━━━ Data ━━━
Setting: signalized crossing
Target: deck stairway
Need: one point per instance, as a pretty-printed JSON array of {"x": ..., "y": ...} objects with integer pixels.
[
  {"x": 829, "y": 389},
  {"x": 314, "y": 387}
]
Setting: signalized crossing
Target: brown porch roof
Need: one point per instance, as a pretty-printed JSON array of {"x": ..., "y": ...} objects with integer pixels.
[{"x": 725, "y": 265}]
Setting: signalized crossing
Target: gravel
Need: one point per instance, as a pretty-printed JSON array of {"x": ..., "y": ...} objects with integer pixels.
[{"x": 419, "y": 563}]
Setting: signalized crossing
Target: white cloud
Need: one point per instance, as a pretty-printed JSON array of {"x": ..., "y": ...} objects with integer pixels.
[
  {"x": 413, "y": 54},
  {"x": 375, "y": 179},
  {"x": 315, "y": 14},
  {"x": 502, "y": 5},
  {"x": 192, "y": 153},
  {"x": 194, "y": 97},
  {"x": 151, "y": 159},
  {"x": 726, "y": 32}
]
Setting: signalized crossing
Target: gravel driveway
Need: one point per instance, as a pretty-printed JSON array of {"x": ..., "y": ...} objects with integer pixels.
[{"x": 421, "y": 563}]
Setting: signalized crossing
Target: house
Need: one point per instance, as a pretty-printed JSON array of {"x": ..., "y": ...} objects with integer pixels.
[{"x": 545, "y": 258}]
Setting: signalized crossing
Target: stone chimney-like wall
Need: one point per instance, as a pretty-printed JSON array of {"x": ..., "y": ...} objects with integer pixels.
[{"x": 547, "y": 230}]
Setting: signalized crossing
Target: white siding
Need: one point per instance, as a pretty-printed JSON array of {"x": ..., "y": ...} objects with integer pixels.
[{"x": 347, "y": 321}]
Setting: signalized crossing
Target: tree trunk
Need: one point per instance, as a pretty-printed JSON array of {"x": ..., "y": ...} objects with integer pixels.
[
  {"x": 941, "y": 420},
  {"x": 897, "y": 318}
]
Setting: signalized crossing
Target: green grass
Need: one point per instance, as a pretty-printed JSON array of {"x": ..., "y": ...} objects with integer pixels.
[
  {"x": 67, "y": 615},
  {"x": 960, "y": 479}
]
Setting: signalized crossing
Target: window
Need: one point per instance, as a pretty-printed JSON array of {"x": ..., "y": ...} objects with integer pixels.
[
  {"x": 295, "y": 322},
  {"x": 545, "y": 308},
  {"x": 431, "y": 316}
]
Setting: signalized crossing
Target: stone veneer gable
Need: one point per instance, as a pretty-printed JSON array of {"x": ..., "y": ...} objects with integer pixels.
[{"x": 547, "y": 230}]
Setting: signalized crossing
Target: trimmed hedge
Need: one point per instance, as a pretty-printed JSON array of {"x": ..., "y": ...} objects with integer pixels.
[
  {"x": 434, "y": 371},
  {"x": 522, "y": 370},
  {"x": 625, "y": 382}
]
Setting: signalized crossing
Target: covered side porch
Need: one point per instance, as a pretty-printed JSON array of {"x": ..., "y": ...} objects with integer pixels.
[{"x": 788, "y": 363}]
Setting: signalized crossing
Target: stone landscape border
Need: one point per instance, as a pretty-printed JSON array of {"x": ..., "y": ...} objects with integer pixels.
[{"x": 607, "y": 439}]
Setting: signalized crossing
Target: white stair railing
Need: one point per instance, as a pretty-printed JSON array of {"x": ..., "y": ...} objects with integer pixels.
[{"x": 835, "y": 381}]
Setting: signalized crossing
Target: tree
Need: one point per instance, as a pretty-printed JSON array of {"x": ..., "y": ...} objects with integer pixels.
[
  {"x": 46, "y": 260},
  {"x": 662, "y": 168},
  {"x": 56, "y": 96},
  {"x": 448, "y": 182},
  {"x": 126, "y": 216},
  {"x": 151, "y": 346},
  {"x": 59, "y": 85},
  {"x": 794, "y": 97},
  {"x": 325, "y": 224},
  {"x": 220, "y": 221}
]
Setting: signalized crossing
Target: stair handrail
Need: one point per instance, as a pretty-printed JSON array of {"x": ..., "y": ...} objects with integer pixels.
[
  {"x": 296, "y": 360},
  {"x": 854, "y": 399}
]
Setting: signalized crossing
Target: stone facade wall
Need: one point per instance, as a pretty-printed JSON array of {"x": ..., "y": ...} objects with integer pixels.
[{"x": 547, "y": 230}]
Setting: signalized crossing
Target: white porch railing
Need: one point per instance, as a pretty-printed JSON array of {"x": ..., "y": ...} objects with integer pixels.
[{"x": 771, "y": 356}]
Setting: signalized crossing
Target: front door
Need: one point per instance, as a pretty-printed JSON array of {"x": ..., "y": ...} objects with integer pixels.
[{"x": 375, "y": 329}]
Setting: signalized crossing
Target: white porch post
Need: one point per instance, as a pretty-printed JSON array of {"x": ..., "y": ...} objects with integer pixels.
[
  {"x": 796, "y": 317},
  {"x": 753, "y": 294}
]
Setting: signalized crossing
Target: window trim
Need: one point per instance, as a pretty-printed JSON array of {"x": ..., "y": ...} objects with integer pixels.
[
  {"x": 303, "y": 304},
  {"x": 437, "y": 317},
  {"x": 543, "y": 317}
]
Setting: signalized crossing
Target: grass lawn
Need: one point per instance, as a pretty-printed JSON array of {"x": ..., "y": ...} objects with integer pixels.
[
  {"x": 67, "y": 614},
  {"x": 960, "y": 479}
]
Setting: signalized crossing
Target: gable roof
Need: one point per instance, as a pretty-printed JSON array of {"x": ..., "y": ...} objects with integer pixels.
━━━
** Assignment **
Please write out every record shown above exactly as it reads.

** Output of the task **
Setting: signalized crossing
Target: deck stairway
Need: one point per instance, as a pretty-printed JSON array of {"x": ..., "y": ...} objects with integer pixels.
[
  {"x": 829, "y": 389},
  {"x": 314, "y": 387}
]
Setting: signalized crossing
Target: brown porch roof
Need: one point per instance, as a pretty-printed JSON array of {"x": ..., "y": ...} objects with integer pixels.
[{"x": 725, "y": 265}]
Setting: signalized crossing
Target: gravel
Need: one point per instance, as a pretty-printed JSON array of {"x": ..., "y": ...} objects with integer pixels.
[{"x": 419, "y": 563}]
Setting: signalized crossing
Target: white cloud
Need: one point per instance, as a pretty-printed JSON array of {"x": ..., "y": ...} objects with integer pixels.
[
  {"x": 413, "y": 54},
  {"x": 375, "y": 179},
  {"x": 315, "y": 14},
  {"x": 502, "y": 5},
  {"x": 192, "y": 153},
  {"x": 194, "y": 97},
  {"x": 151, "y": 159},
  {"x": 726, "y": 32}
]
Setting: signalized crossing
Target: gravel driveway
Need: one point per instance, as a pretty-printed JSON array of {"x": ..., "y": ...} objects with integer pixels.
[{"x": 421, "y": 563}]
Setting: signalized crossing
Target: house
Need: one point per instance, as a pretty-printed JSON array of {"x": ..., "y": ...} objects with integer pixels.
[{"x": 545, "y": 258}]
Setting: signalized crossing
Target: stone chimney-like wall
Need: one point per instance, as a pretty-printed JSON array of {"x": ..., "y": ...} objects with integer pixels.
[{"x": 547, "y": 230}]
Setting: signalized crossing
Target: white siding
Need: one point per instance, as a pretty-printed JSON array of {"x": ..., "y": ...} objects with integer pixels.
[{"x": 347, "y": 321}]
Setting: signalized crossing
Target: tree trunk
Need: one point per instance, as a pretty-printed JSON array of {"x": ..., "y": ...} objects with integer pixels.
[
  {"x": 941, "y": 420},
  {"x": 897, "y": 318}
]
Setting: signalized crossing
Target: green grass
Need: one point per instance, as a pretty-printed JSON array of {"x": ..., "y": ...} objects with integer pixels.
[
  {"x": 67, "y": 615},
  {"x": 960, "y": 479}
]
Setting: signalized crossing
Target: window
Need: one point per instance, as a pretty-printed JSON array of {"x": ..., "y": ...} objects with integer pixels.
[
  {"x": 295, "y": 322},
  {"x": 545, "y": 308},
  {"x": 431, "y": 316}
]
Setting: signalized crossing
Target: stone veneer gable
Need: one point per instance, as a pretty-printed JSON array of {"x": ..., "y": ...} objects with integer pixels.
[{"x": 547, "y": 230}]
Setting: signalized crossing
Target: trimmed hedge
Need: one point per instance, as a pretty-printed JSON array of {"x": ..., "y": ...} objects with integer pixels.
[
  {"x": 434, "y": 371},
  {"x": 522, "y": 370},
  {"x": 625, "y": 382}
]
Setting: signalized crossing
Target: covered side porch
Need: one point per instance, as a pretty-printed JSON array of {"x": ..., "y": ...} objects with integer pixels.
[{"x": 788, "y": 363}]
Setting: signalized crossing
Target: stone landscape border
Need: one point per instance, as a pretty-printed JSON array of {"x": ..., "y": ...} objects with integer pixels.
[{"x": 607, "y": 439}]
Setting: signalized crossing
Target: white stair railing
Need: one point per instance, as a pretty-printed JSON array of {"x": ..., "y": ...} objects with integer pixels.
[{"x": 835, "y": 381}]
Setting: signalized crossing
Target: tree
Need: one point per instance, as a pretty-printed JSON array of {"x": ..., "y": ...} objects with integer pixels.
[
  {"x": 46, "y": 260},
  {"x": 662, "y": 168},
  {"x": 56, "y": 96},
  {"x": 448, "y": 182},
  {"x": 126, "y": 216},
  {"x": 151, "y": 346},
  {"x": 59, "y": 85},
  {"x": 794, "y": 97},
  {"x": 325, "y": 224},
  {"x": 220, "y": 221}
]
Setting: signalized crossing
Target: stair handrail
Need: one point per instance, as a pretty-printed JSON array of {"x": ..., "y": ...} objects with integer pixels.
[
  {"x": 296, "y": 360},
  {"x": 854, "y": 399}
]
Setting: signalized crossing
Target: stone facade wall
Need: one point per instance, as a pretty-printed JSON array of {"x": ..., "y": ...} objects with integer pixels.
[{"x": 547, "y": 230}]
Setting: signalized crossing
Target: white porch railing
Need: one point per instance, as a pretty-printed JSON array of {"x": ..., "y": ...} objects with integer pixels.
[{"x": 771, "y": 356}]
Setting: signalized crossing
Target: front door
Need: one point per instance, as a pretty-printed JSON array of {"x": ..., "y": ...} objects with integer pixels.
[{"x": 375, "y": 329}]
Setting: signalized crossing
Target: white porch post
Need: one point per instance, as a pretty-printed JSON array of {"x": ..., "y": ...} objects with integer pixels.
[
  {"x": 796, "y": 317},
  {"x": 753, "y": 294}
]
Setting: signalized crossing
Target: window trim
Need: one point per instance, as a pretty-printed JSON array of {"x": ..., "y": ...} objects with integer pixels.
[
  {"x": 303, "y": 304},
  {"x": 437, "y": 317},
  {"x": 543, "y": 317}
]
Setting: signalized crossing
Target: grass lawn
Need: one point per instance, as a pretty-printed JSON array of {"x": ..., "y": ...} objects with integer pixels.
[
  {"x": 67, "y": 614},
  {"x": 960, "y": 479}
]
Setting: signalized crossing
Target: gable roof
Need: one point per instance, as a pretty-printed JSON array of {"x": ..., "y": ...} objects with integer pixels.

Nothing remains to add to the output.